TASK GOAL:
Rewrite the lines below with every "woman's eyebrow" changed to "person's eyebrow" and nothing else altered, leaving the pictures out.

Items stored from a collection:
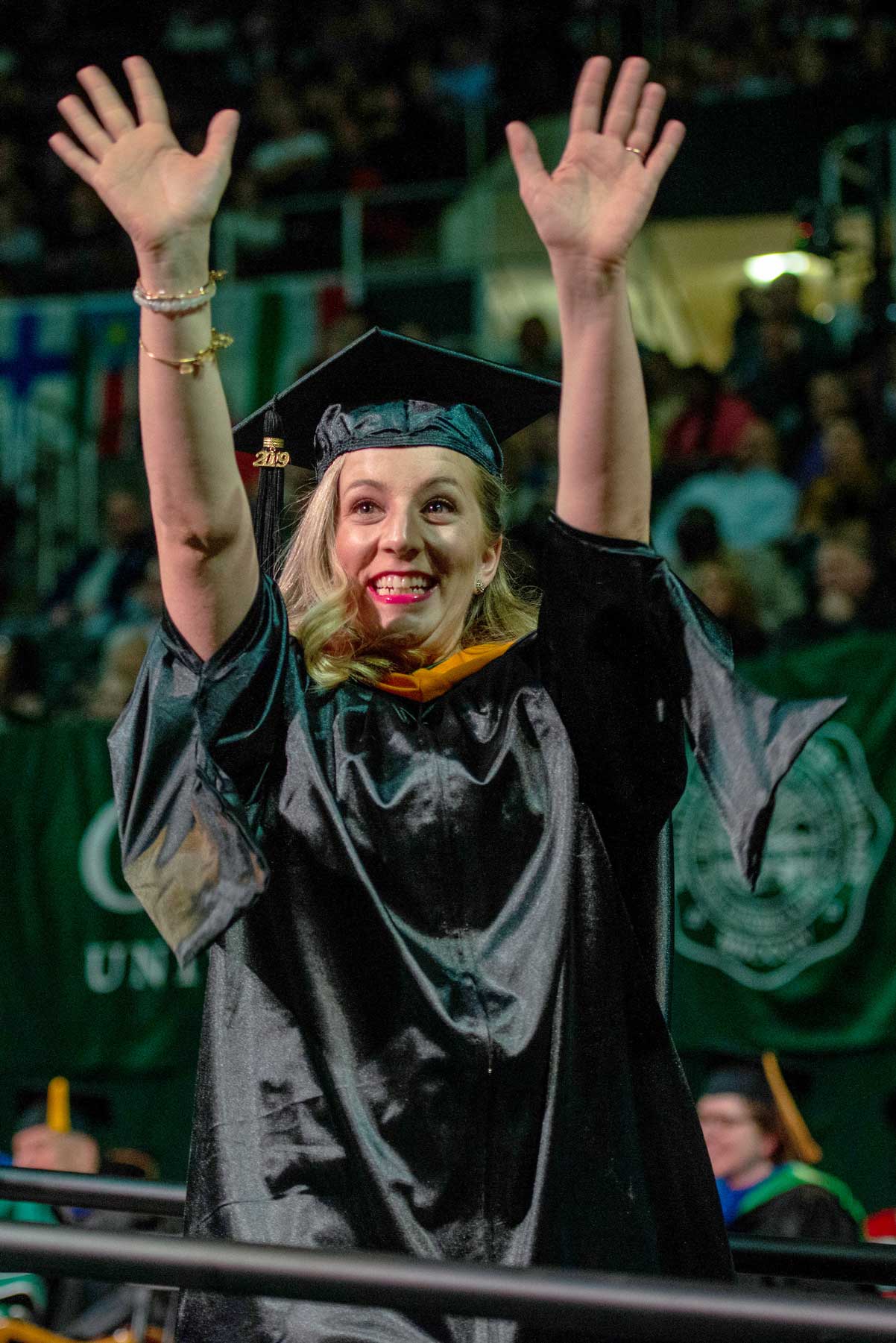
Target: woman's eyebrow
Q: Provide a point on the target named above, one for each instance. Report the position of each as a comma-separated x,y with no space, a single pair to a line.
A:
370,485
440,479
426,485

TASK SOLUTION:
Target: person's eyebrow
Q: Provide a point on the target named above, one for each instance. Report the position of each as a comma-separated x,y with no space, a single pair to a line.
A:
370,485
440,479
426,485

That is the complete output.